Problem requirements –
In the lens derivation below, list every equation the answer gives a number in parentheses, and state what each one is written for.

Question

Show that, two thin lenses kept in contact, form an achromatic doublet if they satisfy the condition:
$\frac{\omega }{f}+\frac{{\omega }^{\prime }}{f^{\prime }}=0$
where the terms have their usual meaning.

Answer 1

Let two thin lenses are kept in contact.
For first lens we have
$\frac{1}{f_v}=(n_v-1)(\frac{1}{R_1}-\frac{1}{R_2})$
and $\frac{1}{f_R}=(n_R-1)(\frac{1}{R_1}-\frac{1}{R_2})$
$\frac{1}{f_V}-\frac{1}{f_R}=(n_V-n_R)(\frac{1}{R_1}-\frac{1}{R_2})$
$=\frac{(n_V-n_R)}{(n_Y-1)}(n_Y-1)(\frac{1}{R_1}-\frac{1}{R_2})=\frac{\omega }{f_Y}$
or $\frac{1}{f_{V^{\prime }}}-\frac{1}{f_R}=\frac{\omega }{f}$ $(Let{f}_y=f)$ ..... (1)
Similarly for second lens
$\frac{1}{f_{V^{\prime }}}-\frac{1}{f_{R^{\prime }}}=\frac{{\omega }^{\prime }}{f^{\prime }}$ ......... (2)
Adding equations (1) and (2)
$(\frac{1}{f_V}+\frac{1}{f_{V^{\prime }}})-(\frac{1}{f_R}+\frac{1}{f_{R^{\prime }}})=\frac{\omega }{f}+\frac{{\omega }^{\prime }}{f^{\prime }}$ ....... (3)

Available data –
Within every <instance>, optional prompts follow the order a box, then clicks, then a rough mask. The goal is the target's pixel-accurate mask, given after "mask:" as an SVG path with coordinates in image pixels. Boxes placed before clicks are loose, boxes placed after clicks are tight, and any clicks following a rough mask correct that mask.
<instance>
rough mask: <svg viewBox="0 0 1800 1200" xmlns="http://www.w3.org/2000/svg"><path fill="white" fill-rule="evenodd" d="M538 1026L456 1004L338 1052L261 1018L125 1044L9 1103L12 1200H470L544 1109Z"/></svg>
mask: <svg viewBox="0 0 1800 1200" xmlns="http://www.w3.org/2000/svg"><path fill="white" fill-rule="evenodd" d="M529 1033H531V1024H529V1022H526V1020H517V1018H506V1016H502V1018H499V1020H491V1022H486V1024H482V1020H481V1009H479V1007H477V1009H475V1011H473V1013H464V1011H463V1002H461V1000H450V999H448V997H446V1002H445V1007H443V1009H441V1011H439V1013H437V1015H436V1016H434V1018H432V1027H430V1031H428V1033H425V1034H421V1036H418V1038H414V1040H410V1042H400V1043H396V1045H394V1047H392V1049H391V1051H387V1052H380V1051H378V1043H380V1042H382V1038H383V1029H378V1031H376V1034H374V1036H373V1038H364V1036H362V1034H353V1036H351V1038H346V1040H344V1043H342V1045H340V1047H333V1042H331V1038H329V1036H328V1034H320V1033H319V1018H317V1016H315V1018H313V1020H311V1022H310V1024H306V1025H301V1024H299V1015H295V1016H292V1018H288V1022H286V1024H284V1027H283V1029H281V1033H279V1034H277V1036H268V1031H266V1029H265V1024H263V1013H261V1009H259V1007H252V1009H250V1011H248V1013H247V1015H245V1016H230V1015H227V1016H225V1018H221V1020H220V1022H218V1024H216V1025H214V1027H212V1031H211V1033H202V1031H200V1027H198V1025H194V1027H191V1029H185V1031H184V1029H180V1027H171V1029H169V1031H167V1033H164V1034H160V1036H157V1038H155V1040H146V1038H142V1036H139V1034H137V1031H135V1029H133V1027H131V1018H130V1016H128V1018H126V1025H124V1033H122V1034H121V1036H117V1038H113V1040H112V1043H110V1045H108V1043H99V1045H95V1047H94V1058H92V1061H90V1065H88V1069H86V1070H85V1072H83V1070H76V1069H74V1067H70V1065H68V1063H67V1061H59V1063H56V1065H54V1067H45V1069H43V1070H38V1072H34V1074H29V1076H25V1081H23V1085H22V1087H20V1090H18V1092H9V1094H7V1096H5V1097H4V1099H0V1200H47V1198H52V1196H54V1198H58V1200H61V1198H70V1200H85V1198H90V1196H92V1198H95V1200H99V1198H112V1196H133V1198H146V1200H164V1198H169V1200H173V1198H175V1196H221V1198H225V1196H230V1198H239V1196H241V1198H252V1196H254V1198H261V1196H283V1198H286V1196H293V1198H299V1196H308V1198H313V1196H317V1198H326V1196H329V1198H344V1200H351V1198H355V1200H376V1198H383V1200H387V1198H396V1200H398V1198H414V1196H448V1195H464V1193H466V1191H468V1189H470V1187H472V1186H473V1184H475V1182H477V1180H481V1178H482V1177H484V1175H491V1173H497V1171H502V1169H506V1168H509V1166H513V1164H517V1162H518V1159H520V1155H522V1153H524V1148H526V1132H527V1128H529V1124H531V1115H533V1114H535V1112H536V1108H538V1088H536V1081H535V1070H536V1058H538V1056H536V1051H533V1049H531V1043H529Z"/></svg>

Answer space –
- (1): the first lens; the difference of the reciprocal focal lengths for violet and red equals ω/f.
- (2): the second lens, derived the same way; the difference equals ω′/f′.
- (3): the sum of equations (1) and (2); the combined differences equal ω/f + ω′/f′.